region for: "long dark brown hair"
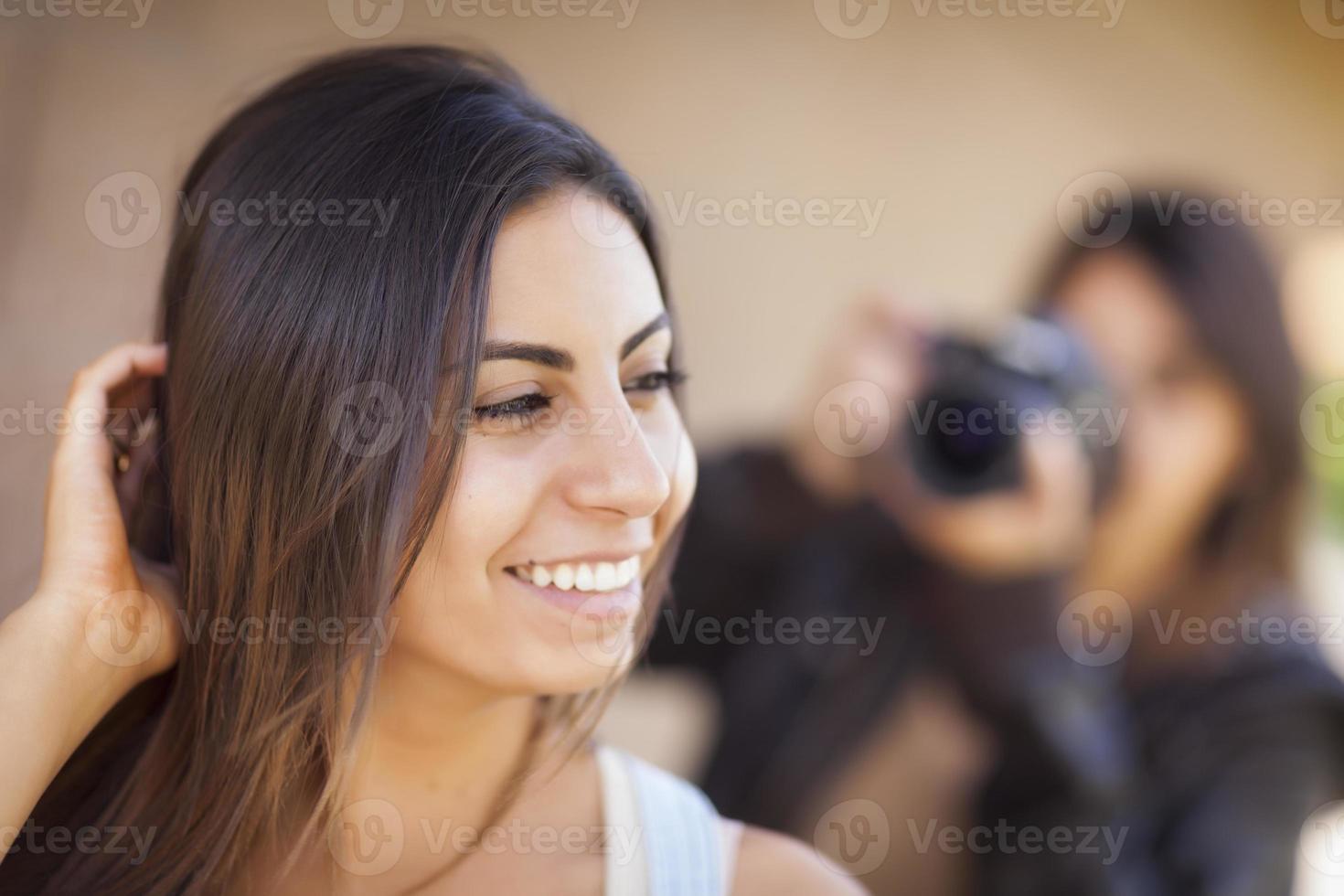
[11,47,678,896]
[1036,188,1305,602]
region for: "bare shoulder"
[732,827,869,896]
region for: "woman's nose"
[566,396,671,518]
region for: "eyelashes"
[472,369,687,421]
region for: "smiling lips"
[508,555,640,592]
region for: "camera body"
[903,315,1118,497]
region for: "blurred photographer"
[650,191,1344,896]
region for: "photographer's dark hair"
[1035,189,1305,602]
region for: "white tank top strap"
[597,745,741,896]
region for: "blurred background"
[0,0,1344,892]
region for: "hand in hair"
[0,344,181,859]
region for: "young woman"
[653,192,1344,896]
[0,47,855,895]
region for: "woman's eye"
[624,369,687,392]
[472,392,552,421]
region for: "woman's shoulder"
[598,747,864,896]
[731,827,869,896]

====================

### Written request:
Retype all of the data above line by line, without a single change, but leave out the picture.

### Completed task:
region for: "long dark brown hair"
[11,47,678,896]
[1036,188,1305,602]
region for: "bare shoulder"
[732,827,869,896]
region for: "woman's nose"
[566,396,671,518]
region for: "eyelashes"
[472,369,687,421]
region for: "smiling lips"
[508,555,640,592]
region for: "camera body"
[903,315,1118,497]
region for: "blurred photographer"
[650,191,1344,896]
region for: "photographer's dark hair"
[1035,189,1305,602]
region for: "white tank top strap"
[597,745,741,896]
region for: "blurred background"
[0,0,1344,892]
region for: "hand in hair"
[0,344,181,859]
region for: "young woman"
[653,192,1344,896]
[0,47,855,895]
region for: "woman's eye"
[624,369,687,392]
[472,392,552,421]
region for: "woman's shoulder"
[598,747,864,896]
[731,827,869,896]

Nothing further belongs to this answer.